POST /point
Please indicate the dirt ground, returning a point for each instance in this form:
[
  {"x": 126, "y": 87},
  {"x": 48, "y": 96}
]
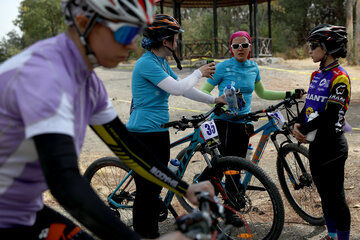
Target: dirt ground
[{"x": 277, "y": 74}]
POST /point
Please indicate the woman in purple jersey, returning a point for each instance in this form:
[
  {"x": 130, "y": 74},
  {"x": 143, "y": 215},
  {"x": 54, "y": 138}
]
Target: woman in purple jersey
[
  {"x": 329, "y": 97},
  {"x": 49, "y": 94}
]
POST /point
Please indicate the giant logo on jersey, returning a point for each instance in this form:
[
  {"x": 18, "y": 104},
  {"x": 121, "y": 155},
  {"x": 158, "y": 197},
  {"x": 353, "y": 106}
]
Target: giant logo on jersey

● ● ● ● ● ● ●

:: PROBLEM DETAILS ::
Write the records above out again word for word, skipping each picture.

:: EXERCISE SOLUTION ::
POST /point
Please indicate the dirt ground, returning a point for each instance in this form:
[
  {"x": 126, "y": 87},
  {"x": 48, "y": 96}
]
Target: dirt ground
[{"x": 277, "y": 74}]
POST /point
Please indicate the woman in purple jersey, returning a point for each instance in this form:
[
  {"x": 130, "y": 74},
  {"x": 143, "y": 215},
  {"x": 54, "y": 138}
]
Target: woman in purple jersey
[
  {"x": 329, "y": 97},
  {"x": 49, "y": 94}
]
POST /point
Please indicate the giant logo on jersey, returning a point for each instance in this form:
[
  {"x": 18, "y": 104},
  {"x": 121, "y": 155},
  {"x": 158, "y": 197},
  {"x": 353, "y": 106}
]
Target: giant logo on jersey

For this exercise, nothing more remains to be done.